If necessary, results can be unpacked from an instance of Histogramnd : histogram, weighted histogram, bins edge.

Example :

histo, w_histo, edges = Histogramnd(sample, histo_range, n_bins, weights)
accumulate(sample, weights=None, weight_min=None, weight_max=None)[source]

Computes the multidimensional histogram of some data and accumulates it into the histogram held by this instance of Histogramnd.

Parameters:
  • sample (numpy.array) –

    The data to be histogrammed. Its shape must be either (N,) if it contains one dimensional coordinates, or an (N,D) array where the rows are the coordinates of points in a D dimensional space. The following dtypes are supported : numpy.float64, numpy.float32, numpy.int32.

    Warning

    if sample is not a C_CONTIGUOUS ndarray (e.g : a non contiguous slice) then histogramnd will have to do make an internal copy.

  • weights (optional, numpy.array) –

    A N elements numpy array of values associated with each sample. The values of the weighted_histo array returned by the function are equal to the sum of the weights associated with the samples falling into each bin. The following dtypes are supported : numpy.float64, numpy.float32, numpy.int32.

    Note

    If None, the weighted histogram returned will be None.

  • weight_min (optional, scalar) –

    Use this parameter to filter out all samples whose weights are lower than this value.

    Note

    This value will be cast to the same type as weights.

  • weight_max (optional, scalar) –

    Use this parameter to filter out all samples whose weights are higher than this value.

    Note

    This value will be cast to the same type as weights.

histo

Histogram array, or None if this instance was initialized without <sample> and accumulate has not been called yet.

Note

this is a reference to the array store in this Histogramnd instance, use with caution.

weighted_histo

Weighted Histogram, or None if this instance was initialized without <sample>, or no weights have been passed to __init__ nor accumulate.

Note

this is a reference to the array store in this Histogramnd instance, use with caution.

edges

Bins edges, or None if this instance was initialized without <sample> and accumulate has not been called yet.

class silx.math.histogram.HistogramndLut(sample, histo_range, n_bins, last_bin_closed=False, dtype=None)[source]

The HistogramndLut class allows you to bin data onto a regular grid. The use of HistogramndLut is interesting when several sets of data that share the same coordinates (sample) have to be mapped onto the same grid.

__init__(sample, histo_range, n_bins, last_bin_closed=False, dtype=None)[source]
Parameters:
  • sample (numpy.array) – The coordinates of the data to be histogrammed. Its shape must be either (N,) if it contains one dimensional coordinates, or an (N, D) array where the rows are the coordinates of points in a D dimensional space. The following dtypes are supported : numpy.float64, numpy.float32, numpy.int32.

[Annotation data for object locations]

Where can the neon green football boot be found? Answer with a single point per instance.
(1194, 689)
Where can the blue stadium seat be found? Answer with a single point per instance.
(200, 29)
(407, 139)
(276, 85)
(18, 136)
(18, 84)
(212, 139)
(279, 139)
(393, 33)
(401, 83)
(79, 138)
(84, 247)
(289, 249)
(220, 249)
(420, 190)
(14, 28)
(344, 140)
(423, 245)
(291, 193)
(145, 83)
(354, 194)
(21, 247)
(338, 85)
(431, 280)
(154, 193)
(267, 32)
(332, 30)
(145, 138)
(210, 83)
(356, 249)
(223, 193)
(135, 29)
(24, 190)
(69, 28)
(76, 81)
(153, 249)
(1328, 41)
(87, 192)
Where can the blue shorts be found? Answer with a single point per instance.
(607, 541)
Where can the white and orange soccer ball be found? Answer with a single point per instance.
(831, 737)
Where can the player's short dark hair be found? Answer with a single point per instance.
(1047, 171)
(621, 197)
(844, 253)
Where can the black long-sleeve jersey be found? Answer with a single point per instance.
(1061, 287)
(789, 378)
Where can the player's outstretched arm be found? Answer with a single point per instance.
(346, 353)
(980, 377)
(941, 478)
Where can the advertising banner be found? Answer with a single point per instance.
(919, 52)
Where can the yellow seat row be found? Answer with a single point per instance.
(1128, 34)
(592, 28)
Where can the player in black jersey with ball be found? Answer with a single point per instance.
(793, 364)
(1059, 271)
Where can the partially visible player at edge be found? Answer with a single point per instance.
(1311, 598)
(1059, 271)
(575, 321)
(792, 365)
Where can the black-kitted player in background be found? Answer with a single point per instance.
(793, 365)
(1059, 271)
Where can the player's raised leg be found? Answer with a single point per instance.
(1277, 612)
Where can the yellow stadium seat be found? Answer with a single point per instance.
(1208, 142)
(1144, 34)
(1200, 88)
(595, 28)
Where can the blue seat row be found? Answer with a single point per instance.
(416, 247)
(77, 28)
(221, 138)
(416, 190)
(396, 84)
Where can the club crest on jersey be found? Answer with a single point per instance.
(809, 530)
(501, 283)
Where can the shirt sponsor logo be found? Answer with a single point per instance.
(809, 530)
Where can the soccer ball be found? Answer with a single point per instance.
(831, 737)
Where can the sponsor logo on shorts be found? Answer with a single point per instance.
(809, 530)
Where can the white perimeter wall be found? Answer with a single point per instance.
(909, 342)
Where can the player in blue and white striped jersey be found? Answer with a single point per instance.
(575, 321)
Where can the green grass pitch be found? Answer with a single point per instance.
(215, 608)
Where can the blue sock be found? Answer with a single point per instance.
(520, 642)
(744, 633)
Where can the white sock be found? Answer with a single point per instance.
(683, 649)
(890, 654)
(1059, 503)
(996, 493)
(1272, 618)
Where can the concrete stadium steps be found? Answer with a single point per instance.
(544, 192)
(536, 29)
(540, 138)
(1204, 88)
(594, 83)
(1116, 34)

THINGS TO DO ::
**1)** Answer these questions from the Histogramnd documentation:
(a) Which dtypes are supported for the sample array passed to accumulate?
(b) What is the weighted histogram returned as when weights is None?
(c) What does the HistogramndLut class allow you to do?
**2)** Convert the entries into a Markdown table with the columns Row and Content, starting at the line that contains "Where can the soccer" and ending at the last line of the entries. Number each line, and leave out blank lines.
The documentation excerpt and the entries are unrelated to each other.

SOLUTION SET ::
**1)**
(a) numpy.float64, numpy.float32 and numpy.int32.
(b) None.
(c) Bin data onto a regular grid.

**2)**
| Row | Content |
|---|---|
| 1 | Where can the soccer ball be found? Answer with a single point per instance. |
| 2 | (831, 737) |
| 3 | Where can the sponsor logo on shorts be found? Answer with a single point per instance. |
| 4 | (809, 530) |
| 5 | Where can the white perimeter wall be found? Answer with a single point per instance. |
| 6 | (909, 342) |
| 7 | Where can the player in blue and white striped jersey be found? Answer with a single point per instance. |
| 8 | (575, 321) |
| 9 | Where can the green grass pitch be found? Answer with a single point per instance. |
| 10 | (215, 608) |
| 11 | Where can the blue sock be found? Answer with a single point per instance. |
| 12 | (520, 642) |
| 13 | (744, 633) |
| 14 | Where can the white sock be found? Answer with a single point per instance. |
| 15 | (683, 649) |
| 16 | (890, 654) |
| 17 | (1059, 503) |
| 18 | (996, 493) |
| 19 | (1272, 618) |
| 20 | Where can the concrete stadium steps be found? Answer with a single point per instance. |
| 21 | (544, 192) |
| 22 | (536, 29) |
| 23 | (540, 138) |
| 24 | (1204, 88) |
| 25 | (594, 83) |
| 26 | (1116, 34) |